EXERCISE GOAL:
When the line with "316L271 304L262 303L257" appears below, start repeating lines exactly, and keep going through the line with "positive clicks: (69, 217)"; add nothing outside that span.
SUPPLIED RECORDS: Begin
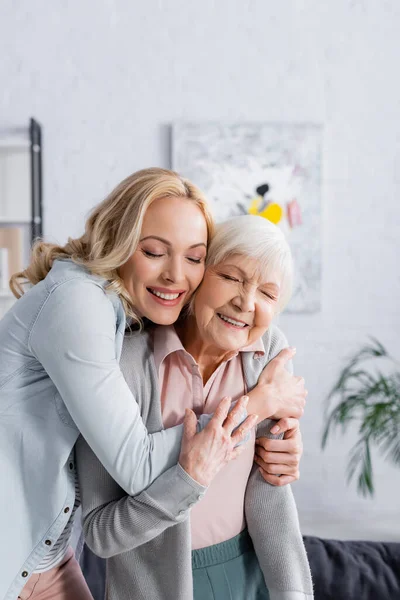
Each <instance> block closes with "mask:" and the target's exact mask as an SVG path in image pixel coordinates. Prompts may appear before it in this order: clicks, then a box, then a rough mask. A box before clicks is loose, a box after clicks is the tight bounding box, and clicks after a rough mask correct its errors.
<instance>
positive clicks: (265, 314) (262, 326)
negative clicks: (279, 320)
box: [257, 304, 274, 334]
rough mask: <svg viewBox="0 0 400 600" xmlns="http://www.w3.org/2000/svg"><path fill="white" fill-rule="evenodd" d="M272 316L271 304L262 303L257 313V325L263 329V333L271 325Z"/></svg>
mask: <svg viewBox="0 0 400 600" xmlns="http://www.w3.org/2000/svg"><path fill="white" fill-rule="evenodd" d="M273 318H274V307H273V306H272V304H266V305H264V306H263V307H262V308H261V309H260V311H259V314H258V318H257V326H258V327H259V328H260V329H264V331H263V334H264V333H265V332H266V331H267V329H268V327H269V326H270V325H271V321H272V319H273Z"/></svg>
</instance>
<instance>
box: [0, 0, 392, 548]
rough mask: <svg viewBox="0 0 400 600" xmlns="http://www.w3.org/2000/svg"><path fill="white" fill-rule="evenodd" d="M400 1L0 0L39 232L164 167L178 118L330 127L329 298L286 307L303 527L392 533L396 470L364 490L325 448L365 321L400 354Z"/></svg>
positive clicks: (69, 217)
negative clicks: (295, 312)
mask: <svg viewBox="0 0 400 600" xmlns="http://www.w3.org/2000/svg"><path fill="white" fill-rule="evenodd" d="M399 28H400V4H399V3H398V2H397V0H380V1H379V2H378V1H376V0H375V1H374V0H364V1H363V0H358V1H357V0H353V1H350V0H338V1H337V2H318V1H317V0H309V1H307V0H302V1H301V0H298V1H297V2H296V1H294V0H286V2H279V3H278V2H273V1H272V0H253V1H247V2H244V1H243V0H241V1H239V0H219V1H218V2H214V1H212V0H203V1H202V2H198V1H195V0H172V1H170V2H166V1H164V2H163V1H162V0H146V2H144V1H142V2H138V0H136V1H128V0H103V1H98V2H92V1H90V0H80V1H79V2H78V1H77V0H76V1H75V2H74V1H72V2H68V3H65V2H62V1H61V0H53V2H51V3H50V2H46V1H44V0H36V1H35V2H31V1H29V0H20V1H19V2H13V1H12V0H3V2H2V3H1V4H0V56H1V57H2V60H1V61H0V120H1V121H2V123H11V124H14V123H16V124H18V123H24V122H26V121H27V119H28V118H29V116H31V115H33V116H35V117H36V118H37V119H38V120H39V121H40V122H41V123H42V124H43V128H44V144H45V146H44V194H45V198H44V209H45V231H46V233H47V236H48V238H49V239H55V240H58V241H61V242H63V241H65V239H66V238H67V236H68V235H77V234H79V233H80V232H81V231H82V227H83V217H84V215H85V213H86V212H87V211H88V210H89V208H90V207H91V206H92V205H93V204H94V203H96V202H97V201H98V200H100V199H101V198H102V197H103V196H104V194H105V193H106V192H107V191H109V190H110V189H111V187H112V186H113V185H114V184H116V183H117V182H118V181H119V180H120V179H122V177H124V176H125V175H127V174H128V173H130V172H132V171H135V170H136V169H138V168H142V167H145V166H150V165H160V166H168V135H167V125H168V124H169V123H171V121H173V120H175V119H204V120H211V119H212V120H219V119H221V120H226V121H234V120H239V119H240V120H249V121H263V120H265V121H271V120H275V119H276V120H282V121H318V122H323V123H324V125H325V154H324V205H323V292H322V293H323V310H322V312H321V313H319V314H317V315H314V316H309V315H308V316H293V315H292V316H290V317H289V316H287V317H285V316H284V317H282V319H281V323H280V324H281V326H282V327H283V328H284V329H285V331H286V333H287V335H288V337H289V339H290V341H291V343H293V344H295V345H296V346H297V348H298V356H297V359H296V370H297V371H298V372H299V373H302V374H304V376H305V377H306V379H307V384H308V387H309V391H310V394H309V401H308V406H307V414H306V415H305V417H304V419H303V432H304V438H305V445H306V450H305V456H304V459H303V464H302V478H301V481H300V482H299V483H298V484H296V485H295V486H294V489H295V494H296V497H297V501H298V506H299V510H300V515H301V519H302V522H303V525H304V527H303V528H304V531H305V532H306V533H316V534H321V535H327V536H328V535H330V536H334V537H343V538H346V537H347V538H354V537H358V538H361V537H364V538H365V537H366V538H368V537H369V538H376V539H380V538H386V539H397V540H399V539H400V519H399V518H398V516H399V514H398V506H399V502H398V498H399V493H400V470H399V469H397V470H396V469H394V468H391V467H389V466H388V465H386V464H384V463H383V462H381V461H379V462H377V463H376V467H377V468H376V483H377V487H378V492H377V495H376V498H375V500H374V501H371V500H363V499H361V498H359V497H358V496H357V495H356V493H355V491H354V488H353V487H352V488H348V487H347V486H346V484H345V481H344V480H345V477H344V467H345V462H346V459H345V454H346V451H347V450H348V448H349V447H350V441H351V440H350V438H349V439H347V438H340V437H339V438H337V442H336V443H331V444H330V446H329V448H328V450H327V451H326V452H325V453H321V452H320V446H319V441H320V435H321V428H322V400H323V398H324V397H325V395H326V393H327V391H328V389H329V388H330V386H331V384H332V382H333V378H334V377H335V375H336V374H337V372H338V368H339V366H340V364H341V362H342V360H343V358H344V357H345V355H347V354H348V353H350V352H352V351H354V350H355V349H356V348H357V347H358V346H359V345H360V344H361V343H362V342H364V341H365V340H366V338H367V335H369V334H371V335H375V336H376V337H378V338H379V339H380V340H381V341H382V342H383V343H384V344H386V345H387V346H388V348H389V349H390V350H391V351H392V352H393V353H395V354H397V357H398V358H400V348H399V345H398V343H397V342H398V340H397V338H398V334H399V333H400V316H399V300H400V277H399V268H398V259H399V256H400V252H399V249H400V243H399V226H400V201H399V191H400V119H399V116H400V115H399V113H400V85H399V77H398V71H399V62H400V42H399V39H400V38H399Z"/></svg>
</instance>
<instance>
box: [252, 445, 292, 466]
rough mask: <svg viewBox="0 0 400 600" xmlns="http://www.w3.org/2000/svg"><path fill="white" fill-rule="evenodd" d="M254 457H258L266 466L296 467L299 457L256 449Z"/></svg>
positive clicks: (279, 452)
mask: <svg viewBox="0 0 400 600" xmlns="http://www.w3.org/2000/svg"><path fill="white" fill-rule="evenodd" d="M255 455H256V456H258V457H260V458H261V459H262V460H263V461H264V462H265V463H266V464H267V465H278V464H281V465H290V466H298V464H299V463H300V455H297V454H288V453H287V452H265V450H263V449H262V448H257V450H256V454H255Z"/></svg>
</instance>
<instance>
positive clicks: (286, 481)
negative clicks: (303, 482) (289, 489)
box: [259, 469, 297, 487]
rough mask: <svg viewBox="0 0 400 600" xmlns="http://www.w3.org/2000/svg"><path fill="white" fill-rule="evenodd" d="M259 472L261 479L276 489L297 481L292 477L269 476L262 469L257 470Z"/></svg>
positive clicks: (284, 476)
mask: <svg viewBox="0 0 400 600" xmlns="http://www.w3.org/2000/svg"><path fill="white" fill-rule="evenodd" d="M259 472H260V475H261V476H262V478H263V479H265V481H266V482H267V483H269V484H270V485H274V486H276V487H282V486H283V485H287V484H288V483H293V482H295V481H297V478H296V477H292V476H291V475H282V476H281V477H278V476H277V475H270V474H269V473H266V472H265V471H263V470H262V469H259Z"/></svg>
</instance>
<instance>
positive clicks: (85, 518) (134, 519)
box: [75, 437, 206, 558]
mask: <svg viewBox="0 0 400 600" xmlns="http://www.w3.org/2000/svg"><path fill="white" fill-rule="evenodd" d="M75 452H76V462H77V469H78V476H79V486H80V490H81V502H82V519H83V531H84V534H85V540H86V543H87V545H88V546H89V548H90V549H91V550H92V551H93V552H94V553H95V554H97V555H98V556H101V557H102V558H109V557H110V556H115V555H117V554H120V553H121V552H126V551H127V550H133V549H134V548H137V547H138V546H141V545H142V544H145V543H146V542H148V541H150V540H151V539H153V538H154V537H156V536H158V535H159V534H160V533H162V532H163V531H164V530H165V529H167V528H168V527H171V526H172V525H175V524H176V523H179V522H181V521H183V520H185V519H186V518H187V516H188V511H189V509H190V507H191V506H192V505H193V504H194V503H196V502H197V501H198V500H199V499H200V498H201V497H202V496H203V495H204V493H205V490H206V488H205V487H204V486H202V485H200V484H199V483H197V481H195V480H194V479H192V478H191V477H190V476H189V475H188V474H187V473H186V472H185V471H184V469H183V468H182V467H181V466H180V465H179V464H177V465H175V466H173V467H171V468H170V469H169V470H168V471H166V472H165V473H163V474H162V475H160V476H159V477H158V478H157V479H156V480H155V481H154V482H153V483H152V484H151V485H150V486H149V487H148V488H147V490H145V491H143V492H141V493H140V494H138V495H137V496H135V497H132V496H127V495H126V494H125V492H124V490H123V489H121V488H120V487H119V485H118V484H117V483H116V482H115V481H114V480H113V478H112V477H111V476H110V475H109V474H108V473H107V471H106V470H105V468H104V467H103V465H102V464H101V463H100V461H99V460H98V459H97V457H96V456H95V454H94V453H93V451H92V450H91V448H90V447H89V445H88V444H87V443H86V441H85V440H84V439H83V438H82V437H80V438H79V439H78V441H77V443H76V446H75Z"/></svg>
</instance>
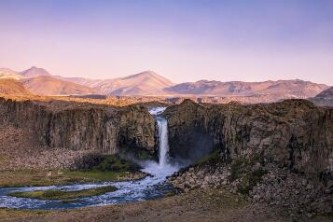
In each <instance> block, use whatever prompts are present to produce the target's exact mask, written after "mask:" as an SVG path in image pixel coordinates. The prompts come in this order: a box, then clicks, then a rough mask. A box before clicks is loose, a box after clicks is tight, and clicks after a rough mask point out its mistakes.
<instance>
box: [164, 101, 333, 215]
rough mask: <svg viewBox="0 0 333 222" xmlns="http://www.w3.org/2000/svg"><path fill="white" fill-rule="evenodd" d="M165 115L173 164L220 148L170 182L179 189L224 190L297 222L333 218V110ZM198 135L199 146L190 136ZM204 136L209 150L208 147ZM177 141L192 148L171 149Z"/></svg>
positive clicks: (301, 105) (287, 103) (182, 112)
mask: <svg viewBox="0 0 333 222" xmlns="http://www.w3.org/2000/svg"><path fill="white" fill-rule="evenodd" d="M165 115H166V116H167V118H168V122H169V126H170V128H169V140H170V144H171V146H170V149H171V151H170V152H171V154H172V155H173V157H183V156H186V155H191V153H196V152H198V151H196V150H194V149H201V151H199V152H205V151H207V150H210V149H213V148H215V149H214V150H215V151H214V153H213V154H211V156H209V157H208V158H207V159H206V160H205V159H204V160H200V161H199V162H198V163H197V164H196V165H195V166H194V167H191V168H189V169H188V170H185V171H183V172H180V173H178V175H175V176H174V177H172V178H170V179H169V181H170V182H172V183H173V184H174V185H175V186H176V187H178V188H181V189H183V190H185V191H188V190H191V189H195V188H204V189H205V188H208V187H215V188H219V187H224V188H227V189H229V190H230V191H231V192H239V193H241V194H246V195H249V198H250V199H251V200H252V201H253V202H263V203H267V204H269V205H277V206H280V207H286V208H287V209H288V210H289V212H290V214H291V215H296V216H295V217H294V216H293V218H294V219H295V218H296V220H303V219H304V216H305V217H312V216H313V215H316V214H321V213H331V212H332V211H333V196H332V195H333V185H332V184H333V177H332V175H333V109H330V108H322V107H316V106H314V105H313V104H312V103H311V102H309V101H306V100H287V101H283V102H280V103H274V104H265V105H264V104H263V105H247V106H243V105H240V104H237V103H231V104H227V105H198V104H195V103H193V102H191V101H185V102H184V103H182V104H180V105H178V106H172V107H170V108H168V109H167V110H166V112H165ZM198 129H199V130H200V135H196V138H197V141H198V142H197V143H196V140H194V141H192V140H193V139H195V138H193V136H192V135H191V134H192V133H193V132H198ZM201 135H203V136H204V138H209V139H210V140H211V143H207V142H205V143H204V144H202V143H201V141H200V138H201ZM179 140H183V141H191V143H189V146H187V147H186V144H180V145H178V144H177V143H172V141H179ZM193 144H194V145H193ZM300 218H303V219H300Z"/></svg>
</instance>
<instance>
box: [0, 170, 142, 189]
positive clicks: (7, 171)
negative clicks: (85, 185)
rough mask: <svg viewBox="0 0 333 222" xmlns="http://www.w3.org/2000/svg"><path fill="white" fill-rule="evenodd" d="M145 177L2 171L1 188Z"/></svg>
SUPPLIED RECORDS: End
REPLY TO THE TASK:
rough mask: <svg viewBox="0 0 400 600" xmlns="http://www.w3.org/2000/svg"><path fill="white" fill-rule="evenodd" d="M272 316L271 304L262 303L257 313V325L263 329V333L271 325Z"/></svg>
mask: <svg viewBox="0 0 400 600" xmlns="http://www.w3.org/2000/svg"><path fill="white" fill-rule="evenodd" d="M273 318H274V307H273V306H272V304H266V305H264V306H263V307H262V308H261V309H260V311H259V314H258V318H257V326H258V327H259V328H260V329H264V331H263V334H264V333H265V332H266V331H267V329H268V327H269V326H270V325H271V321H272V319H273Z"/></svg>
</instance>
<instance>
box: [0, 0, 392, 548]
rough mask: <svg viewBox="0 0 400 600" xmlns="http://www.w3.org/2000/svg"><path fill="white" fill-rule="evenodd" d="M400 1L0 0L39 232L164 167L178 118L330 127L329 298L286 307L303 527L392 533L396 470L364 490L325 448L365 321L400 354Z"/></svg>
positive clicks: (69, 217)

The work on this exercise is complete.